(Dataset rows)
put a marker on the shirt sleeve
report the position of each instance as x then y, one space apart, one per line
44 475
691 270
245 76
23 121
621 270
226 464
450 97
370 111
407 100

...

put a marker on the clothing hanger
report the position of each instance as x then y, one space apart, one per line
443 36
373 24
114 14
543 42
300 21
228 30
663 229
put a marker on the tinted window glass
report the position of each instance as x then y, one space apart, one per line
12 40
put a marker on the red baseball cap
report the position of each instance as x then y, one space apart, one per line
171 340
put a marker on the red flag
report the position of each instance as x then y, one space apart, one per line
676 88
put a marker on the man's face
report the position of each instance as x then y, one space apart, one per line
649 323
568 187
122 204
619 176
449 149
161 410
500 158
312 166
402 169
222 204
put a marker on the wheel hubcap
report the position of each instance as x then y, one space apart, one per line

### What to produce
Identify every line of the material above that contains the string "marker" (case-sensitive) and copy each such line in full.

### Reply to the task
put a marker on the shirt sleeve
put a marker on the clothing hanger
put a marker on the tinted window glass
put a marker on the red baseball cap
put a marker on the red flag
put a marker on the man's face
put a marker on the wheel hubcap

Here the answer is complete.